We called our grandmother on my mother’s side “Nana.” Nana was a widow for most of my life. Back in 1965, my grandfather died when I was about two-years-old. Nana supported herself after that, and although she worked a full-time job, she was poor. She lived in a one-bedroom apartment overlooking Lake Erie. She enjoyed the simple pleasures: watching the boats float on the water, entertaining her family on the weekends, swimming alone at midnight in the apartment’s tiny swimming pool.
How did we know Nana was poor?
She didn’t have enough money to do her laundry at the laundromat, so she did it in her bathtub. After she washed the clothes, she’d hang them up on the shower curtain bar. She drove a very old car that had a hole in the floorboard. She often remarked that she could see the ground pass as she drove along. To compensate for this, she covered the hole with an antique oriental rug, an artifact from wealthier days. She worked 40 hours a week as a photographer at a department store in a suburb of Cleveland. Nana didn’t make much money at this.

= Collected data =
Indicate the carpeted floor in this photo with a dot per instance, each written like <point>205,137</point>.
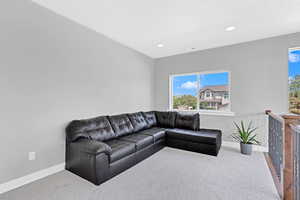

= Exercise brief =
Rewrite the passage about Nana from "We called our" up to and including "Nana was poor?", replacing "apartment" with "flat" everywhere it appears.

= Task output =
We called our grandmother on my mother’s side “Nana.” Nana was a widow for most of my life. Back in 1965, my grandfather died when I was about two-years-old. Nana supported herself after that, and although she worked a full-time job, she was poor. She lived in a one-bedroom flat overlooking Lake Erie. She enjoyed the simple pleasures: watching the boats float on the water, entertaining her family on the weekends, swimming alone at midnight in the flat’s tiny swimming pool.
How did we know Nana was poor?